▸ Passage for review:
WASHINGTON – The Trump administration may reverse a 20-year moratorium on new uranium mining claims on 1 million acres around the Grand Canyon, a move that environmental groups said could lead to long-term harm to water quality and wildlife in the region.
The recommendation was one of 15 released Wednesday by the Agriculture Department in response to a March executive order that directed federal agencies to review policies that could hinder energy development on U.S. public lands.
Critics blasted the recommendation as a “sham,” with Rep. Raul Grijalva, D-Tucson, charging it could turn the Grand Canyon into a “strip mine.”
But Rep. Paul Gosar, R-Prescott, hailed the recommendation, calling uranium production a “national security issue.” The longtime proponent of mining near the canyon called the recommendation a step forward for the U.S. becoming energy independent.
“The United States has the highest environmental standards in the world, and we should encourage production of this critical material to be done so domestically,” Gosar said in a statement Wednesday. “The U.S. should not outsource production to countries with poor environmental standards who do not have our nation’s best interest at heart.”
Rep. Tom O’Halleran, D-Sedona, disagreed, saying that to call this “a step back is an understatement.”
“The thought of reversing that ban and opening the area up to uranium mining is indefensible,” O’Halleran said in a statement. “The administration should be focused on cleaning up the hundreds of uranium mines still contaminating northern Arizona communities.”
The mining moratorium was imposed in 2012 by Interior Secretary Ken Salazar. It did not affect existing claims, but barred new mining claims for 20 years.
The USDA said recommendations outlined in the report would save time and money without violating current environmental regulations.
“Based on its review, the Forest Service recommends parts of 15 agency actions either be revised or rescinded,” USDA spokesman Mike Illenberg said in a statement. “The Forest Service’s recommendations are associated with improving efficiencies, streamlining actions, or clarifying policies that would translate to indirect time and cost savings for the domestic energy industry while maintaining environmental protections.”

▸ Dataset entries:
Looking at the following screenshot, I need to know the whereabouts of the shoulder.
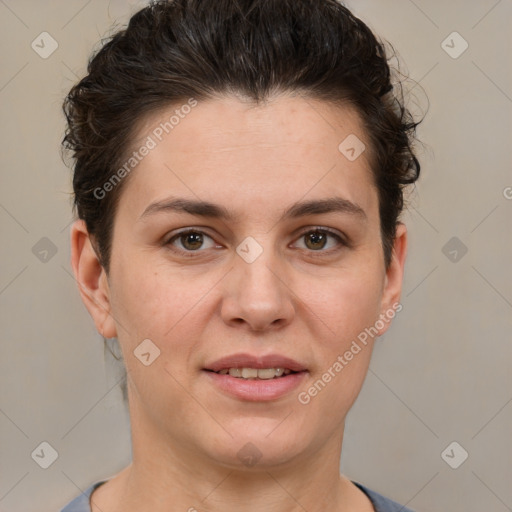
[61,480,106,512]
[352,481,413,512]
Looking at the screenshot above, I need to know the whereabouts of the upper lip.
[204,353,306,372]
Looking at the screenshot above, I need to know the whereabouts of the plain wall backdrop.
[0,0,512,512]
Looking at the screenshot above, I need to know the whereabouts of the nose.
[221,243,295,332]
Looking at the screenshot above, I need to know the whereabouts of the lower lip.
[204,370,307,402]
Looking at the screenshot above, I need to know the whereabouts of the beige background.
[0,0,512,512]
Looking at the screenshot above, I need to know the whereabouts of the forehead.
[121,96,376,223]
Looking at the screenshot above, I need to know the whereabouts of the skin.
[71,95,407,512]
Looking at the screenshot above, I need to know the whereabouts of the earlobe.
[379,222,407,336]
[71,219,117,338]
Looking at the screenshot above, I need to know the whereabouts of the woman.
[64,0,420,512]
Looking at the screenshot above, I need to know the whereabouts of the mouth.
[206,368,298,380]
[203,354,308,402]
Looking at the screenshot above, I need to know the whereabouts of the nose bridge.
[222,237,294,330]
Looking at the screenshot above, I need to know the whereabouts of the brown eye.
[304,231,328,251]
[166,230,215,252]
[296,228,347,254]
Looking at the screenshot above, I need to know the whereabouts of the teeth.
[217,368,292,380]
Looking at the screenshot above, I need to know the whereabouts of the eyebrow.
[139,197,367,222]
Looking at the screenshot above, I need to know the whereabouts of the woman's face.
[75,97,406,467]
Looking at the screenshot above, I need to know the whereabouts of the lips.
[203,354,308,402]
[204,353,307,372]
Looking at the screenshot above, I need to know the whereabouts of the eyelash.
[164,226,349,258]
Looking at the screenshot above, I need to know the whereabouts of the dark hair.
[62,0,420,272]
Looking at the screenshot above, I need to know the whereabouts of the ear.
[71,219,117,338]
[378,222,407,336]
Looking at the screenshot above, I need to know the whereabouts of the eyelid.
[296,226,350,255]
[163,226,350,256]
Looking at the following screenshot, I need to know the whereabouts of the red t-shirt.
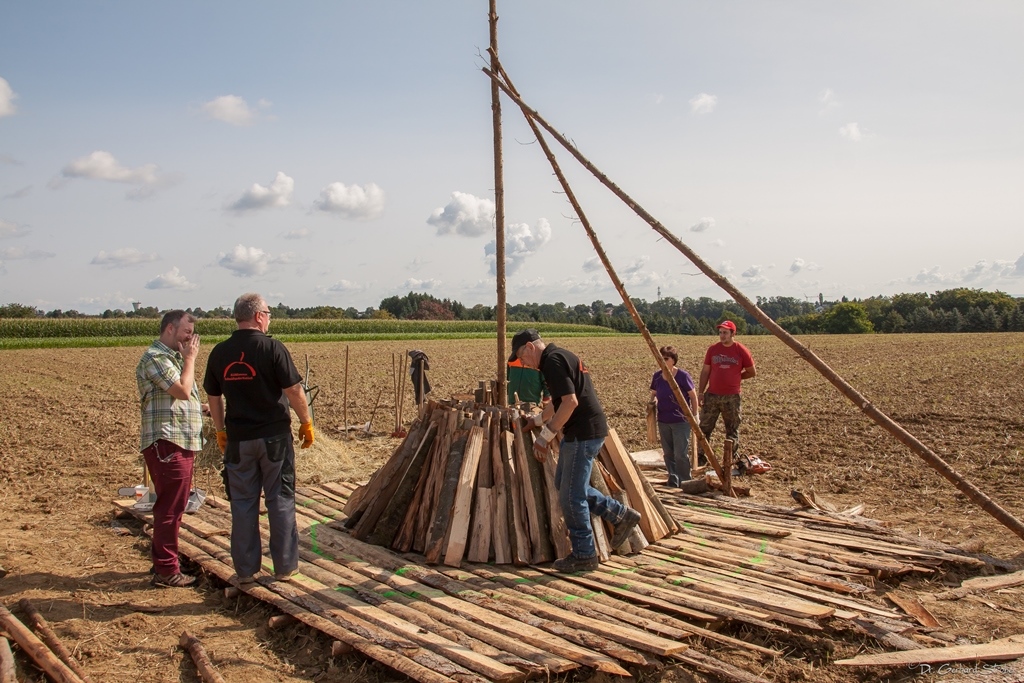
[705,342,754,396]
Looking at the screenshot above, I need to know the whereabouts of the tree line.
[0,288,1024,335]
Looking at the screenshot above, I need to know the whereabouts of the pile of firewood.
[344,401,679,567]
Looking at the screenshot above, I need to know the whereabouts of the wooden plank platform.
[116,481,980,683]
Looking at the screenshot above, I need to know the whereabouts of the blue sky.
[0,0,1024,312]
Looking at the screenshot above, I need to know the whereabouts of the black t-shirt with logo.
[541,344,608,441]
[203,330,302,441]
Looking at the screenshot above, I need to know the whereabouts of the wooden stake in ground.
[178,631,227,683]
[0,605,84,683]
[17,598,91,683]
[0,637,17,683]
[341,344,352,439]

...

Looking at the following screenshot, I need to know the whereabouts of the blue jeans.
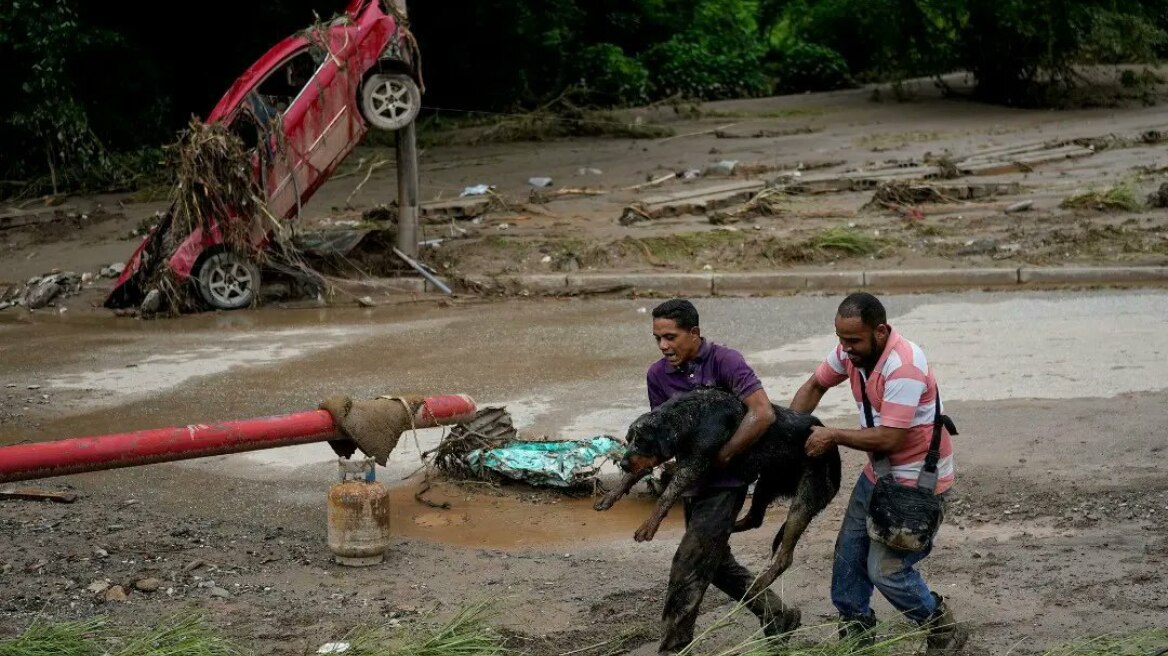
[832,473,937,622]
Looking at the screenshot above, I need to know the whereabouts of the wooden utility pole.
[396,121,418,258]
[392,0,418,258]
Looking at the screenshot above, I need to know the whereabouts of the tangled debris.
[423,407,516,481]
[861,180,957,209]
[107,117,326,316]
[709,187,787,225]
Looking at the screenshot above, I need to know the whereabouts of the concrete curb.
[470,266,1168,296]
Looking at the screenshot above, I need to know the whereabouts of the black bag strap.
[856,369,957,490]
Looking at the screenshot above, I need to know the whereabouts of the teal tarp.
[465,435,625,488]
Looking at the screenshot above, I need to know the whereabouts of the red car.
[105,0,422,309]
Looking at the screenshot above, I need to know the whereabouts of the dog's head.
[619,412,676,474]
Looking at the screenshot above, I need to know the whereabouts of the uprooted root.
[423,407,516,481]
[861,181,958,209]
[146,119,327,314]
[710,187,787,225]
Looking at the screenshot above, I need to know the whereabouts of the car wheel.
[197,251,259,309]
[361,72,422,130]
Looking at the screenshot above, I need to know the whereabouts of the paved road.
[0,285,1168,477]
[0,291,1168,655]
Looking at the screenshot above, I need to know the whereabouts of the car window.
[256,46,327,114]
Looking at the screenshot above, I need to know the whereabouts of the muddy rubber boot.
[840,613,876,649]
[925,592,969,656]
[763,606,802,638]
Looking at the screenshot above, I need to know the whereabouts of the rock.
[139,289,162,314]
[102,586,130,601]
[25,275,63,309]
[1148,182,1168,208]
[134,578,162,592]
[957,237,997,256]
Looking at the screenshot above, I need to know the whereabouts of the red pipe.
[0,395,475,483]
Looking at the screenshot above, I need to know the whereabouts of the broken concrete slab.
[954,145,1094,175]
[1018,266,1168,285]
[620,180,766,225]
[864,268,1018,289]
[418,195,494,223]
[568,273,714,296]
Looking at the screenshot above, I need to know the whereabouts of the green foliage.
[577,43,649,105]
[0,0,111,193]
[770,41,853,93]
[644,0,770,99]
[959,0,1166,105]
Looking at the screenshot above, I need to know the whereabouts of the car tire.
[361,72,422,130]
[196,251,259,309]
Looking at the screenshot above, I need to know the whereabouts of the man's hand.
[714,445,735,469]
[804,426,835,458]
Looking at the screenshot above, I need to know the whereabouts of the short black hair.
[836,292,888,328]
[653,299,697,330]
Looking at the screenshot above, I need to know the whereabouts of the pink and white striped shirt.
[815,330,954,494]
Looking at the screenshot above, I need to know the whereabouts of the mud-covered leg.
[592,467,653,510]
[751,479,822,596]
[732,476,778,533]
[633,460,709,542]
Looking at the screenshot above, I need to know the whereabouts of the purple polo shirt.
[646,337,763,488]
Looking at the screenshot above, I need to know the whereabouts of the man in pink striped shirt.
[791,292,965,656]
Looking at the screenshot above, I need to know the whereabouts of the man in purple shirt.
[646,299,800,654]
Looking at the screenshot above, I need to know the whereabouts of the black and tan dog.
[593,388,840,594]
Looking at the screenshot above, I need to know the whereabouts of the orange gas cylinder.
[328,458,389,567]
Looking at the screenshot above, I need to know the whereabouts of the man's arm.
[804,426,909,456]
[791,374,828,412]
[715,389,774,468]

---

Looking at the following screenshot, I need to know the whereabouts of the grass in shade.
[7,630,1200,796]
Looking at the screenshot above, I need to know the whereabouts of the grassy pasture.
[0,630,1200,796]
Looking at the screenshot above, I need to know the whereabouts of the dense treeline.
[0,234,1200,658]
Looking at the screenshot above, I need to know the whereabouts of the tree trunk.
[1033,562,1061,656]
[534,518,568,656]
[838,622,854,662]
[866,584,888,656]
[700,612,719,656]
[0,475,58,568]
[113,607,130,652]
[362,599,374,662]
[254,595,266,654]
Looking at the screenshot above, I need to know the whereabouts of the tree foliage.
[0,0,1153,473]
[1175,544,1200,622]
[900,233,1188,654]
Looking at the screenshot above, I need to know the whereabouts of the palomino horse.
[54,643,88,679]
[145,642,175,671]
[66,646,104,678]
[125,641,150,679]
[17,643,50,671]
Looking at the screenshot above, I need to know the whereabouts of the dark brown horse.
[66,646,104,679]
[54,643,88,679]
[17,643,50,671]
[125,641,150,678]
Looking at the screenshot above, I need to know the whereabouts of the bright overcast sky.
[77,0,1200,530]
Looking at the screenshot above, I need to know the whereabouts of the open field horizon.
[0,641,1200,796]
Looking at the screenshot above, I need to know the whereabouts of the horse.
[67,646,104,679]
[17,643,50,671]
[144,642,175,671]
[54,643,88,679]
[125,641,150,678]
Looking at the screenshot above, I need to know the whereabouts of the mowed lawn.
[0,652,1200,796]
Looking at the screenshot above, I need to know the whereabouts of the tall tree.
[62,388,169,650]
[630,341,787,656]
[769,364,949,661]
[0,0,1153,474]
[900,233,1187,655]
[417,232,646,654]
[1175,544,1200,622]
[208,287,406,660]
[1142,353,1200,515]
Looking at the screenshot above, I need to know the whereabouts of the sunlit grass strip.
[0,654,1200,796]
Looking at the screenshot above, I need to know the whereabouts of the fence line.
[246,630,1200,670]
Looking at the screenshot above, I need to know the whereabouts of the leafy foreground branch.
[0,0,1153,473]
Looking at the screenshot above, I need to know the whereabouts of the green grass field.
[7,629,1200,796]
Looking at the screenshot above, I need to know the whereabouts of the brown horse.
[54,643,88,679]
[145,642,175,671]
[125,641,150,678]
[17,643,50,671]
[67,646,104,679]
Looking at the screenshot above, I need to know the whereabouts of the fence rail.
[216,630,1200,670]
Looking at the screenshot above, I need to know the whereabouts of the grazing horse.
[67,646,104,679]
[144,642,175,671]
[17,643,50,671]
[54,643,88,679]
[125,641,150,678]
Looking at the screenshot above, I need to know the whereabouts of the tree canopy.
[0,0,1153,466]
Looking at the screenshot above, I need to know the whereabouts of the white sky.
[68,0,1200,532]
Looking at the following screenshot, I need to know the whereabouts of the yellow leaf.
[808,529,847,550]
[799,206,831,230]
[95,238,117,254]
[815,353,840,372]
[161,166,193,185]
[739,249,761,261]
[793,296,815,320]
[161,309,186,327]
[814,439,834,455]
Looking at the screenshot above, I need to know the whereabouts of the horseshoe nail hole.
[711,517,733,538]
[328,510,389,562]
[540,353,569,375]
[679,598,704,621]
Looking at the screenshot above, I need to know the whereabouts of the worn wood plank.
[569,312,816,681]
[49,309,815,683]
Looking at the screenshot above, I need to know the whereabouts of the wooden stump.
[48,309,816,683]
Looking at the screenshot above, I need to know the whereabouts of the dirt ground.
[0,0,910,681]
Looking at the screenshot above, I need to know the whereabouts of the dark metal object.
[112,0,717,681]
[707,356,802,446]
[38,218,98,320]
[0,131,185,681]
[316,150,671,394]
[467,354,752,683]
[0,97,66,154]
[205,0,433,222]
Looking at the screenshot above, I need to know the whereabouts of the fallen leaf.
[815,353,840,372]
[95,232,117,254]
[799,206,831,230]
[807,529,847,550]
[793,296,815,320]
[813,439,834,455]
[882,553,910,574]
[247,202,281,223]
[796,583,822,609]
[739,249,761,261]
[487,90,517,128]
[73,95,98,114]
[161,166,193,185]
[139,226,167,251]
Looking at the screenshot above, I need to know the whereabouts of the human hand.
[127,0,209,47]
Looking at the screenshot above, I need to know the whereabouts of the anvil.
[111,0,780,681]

▸ What is needed: Reproduce the part of the Grand Canyon uranium mining article that starts at the words "The recommendation was" and stops after the words "becoming energy independent.".

▸ Reply:
The recommendation was one of 15 released Wednesday by the Agriculture Department in response to a March executive order that directed federal agencies to review policies that could hinder energy development on U.S. public lands.
Critics blasted the recommendation as a “sham,” with Rep. Raul Grijalva, D-Tucson, charging it could turn the Grand Canyon into a “strip mine.”
But Rep. Paul Gosar, R-Prescott, hailed the recommendation, calling uranium production a “national security issue.” The longtime proponent of mining near the canyon called the recommendation a step forward for the U.S. becoming energy independent.